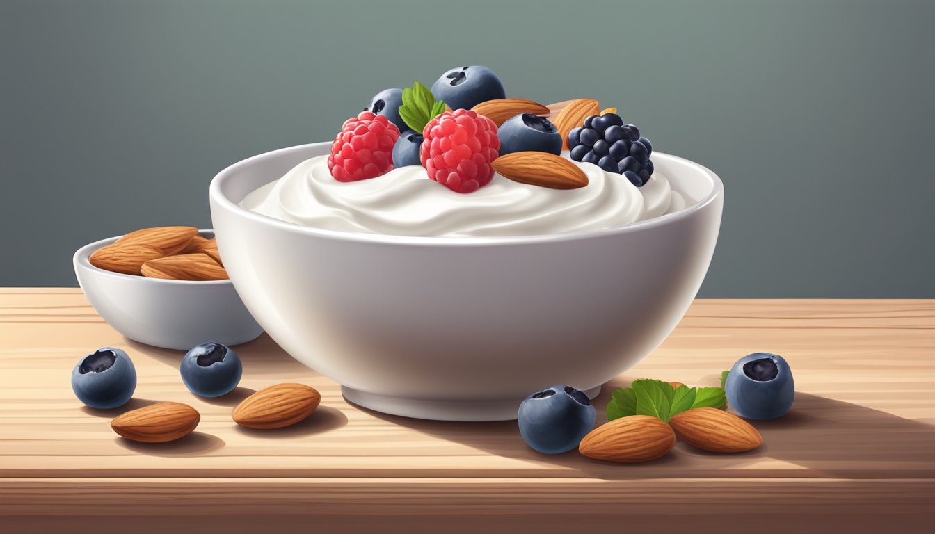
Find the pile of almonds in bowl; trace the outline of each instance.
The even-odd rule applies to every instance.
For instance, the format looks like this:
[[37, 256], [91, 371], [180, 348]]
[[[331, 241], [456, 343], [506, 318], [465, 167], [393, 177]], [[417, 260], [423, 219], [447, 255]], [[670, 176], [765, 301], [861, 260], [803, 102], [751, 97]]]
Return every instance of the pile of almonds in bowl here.
[[168, 280], [227, 280], [213, 238], [194, 226], [156, 226], [123, 236], [91, 254], [91, 265], [122, 274]]

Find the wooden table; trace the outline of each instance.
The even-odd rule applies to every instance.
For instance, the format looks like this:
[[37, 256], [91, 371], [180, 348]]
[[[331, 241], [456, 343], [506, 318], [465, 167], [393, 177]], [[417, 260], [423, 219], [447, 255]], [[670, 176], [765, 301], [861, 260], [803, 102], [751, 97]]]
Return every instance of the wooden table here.
[[[124, 348], [126, 408], [175, 400], [201, 424], [171, 444], [117, 437], [122, 409], [82, 407], [72, 367]], [[613, 465], [532, 452], [516, 424], [440, 423], [348, 404], [338, 384], [266, 336], [238, 353], [241, 386], [193, 397], [180, 353], [130, 341], [77, 289], [0, 289], [0, 530], [21, 532], [929, 532], [935, 522], [935, 300], [698, 300], [610, 392], [652, 377], [715, 385], [738, 357], [783, 354], [793, 411], [756, 423], [765, 446], [713, 455], [679, 443]], [[235, 426], [253, 390], [322, 392], [309, 420]]]

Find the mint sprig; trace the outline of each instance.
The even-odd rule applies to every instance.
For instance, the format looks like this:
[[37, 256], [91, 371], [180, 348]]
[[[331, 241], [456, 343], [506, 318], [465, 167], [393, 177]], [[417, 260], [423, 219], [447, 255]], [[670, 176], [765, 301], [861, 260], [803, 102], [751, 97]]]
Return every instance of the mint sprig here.
[[611, 394], [607, 404], [607, 419], [613, 421], [629, 415], [652, 415], [669, 421], [676, 413], [693, 408], [726, 408], [727, 399], [722, 387], [688, 387], [661, 380], [633, 381], [630, 387], [622, 387]]
[[399, 116], [410, 128], [421, 134], [429, 121], [445, 112], [445, 103], [436, 100], [427, 87], [413, 80], [412, 87], [403, 89], [403, 105]]

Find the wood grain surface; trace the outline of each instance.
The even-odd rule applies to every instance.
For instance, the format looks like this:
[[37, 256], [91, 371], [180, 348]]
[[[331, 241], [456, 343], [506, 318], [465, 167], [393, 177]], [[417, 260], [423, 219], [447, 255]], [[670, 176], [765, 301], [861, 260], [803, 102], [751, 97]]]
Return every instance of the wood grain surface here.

#### PROBLEM STATEMENT
Convert everything from the beginning of the items through the line containing "265], [122, 274]]", inclusive, into a Markdown table with the columns Row and Line. Number each non-blank line in the Row column, and leave out the picture.

#### RESULT
| Row | Line |
|---|---|
| 1 | Find the pile of almonds in bowl; trace the outline of each instance. |
| 2 | The even-odd rule applies to every instance. |
| 3 | For instance, the format looks like this: |
| 4 | [[37, 256], [91, 371], [180, 348]] |
| 5 | [[[331, 241], [456, 343], [506, 318], [465, 167], [393, 177]], [[417, 260], [423, 219], [447, 255]], [[670, 176], [765, 301], [861, 260], [803, 102], [751, 97]]] |
| 6 | Return every instance of the pile of almonds in bowl here. |
| 7 | [[168, 280], [227, 280], [213, 238], [194, 226], [156, 226], [123, 236], [91, 254], [91, 265], [122, 274]] |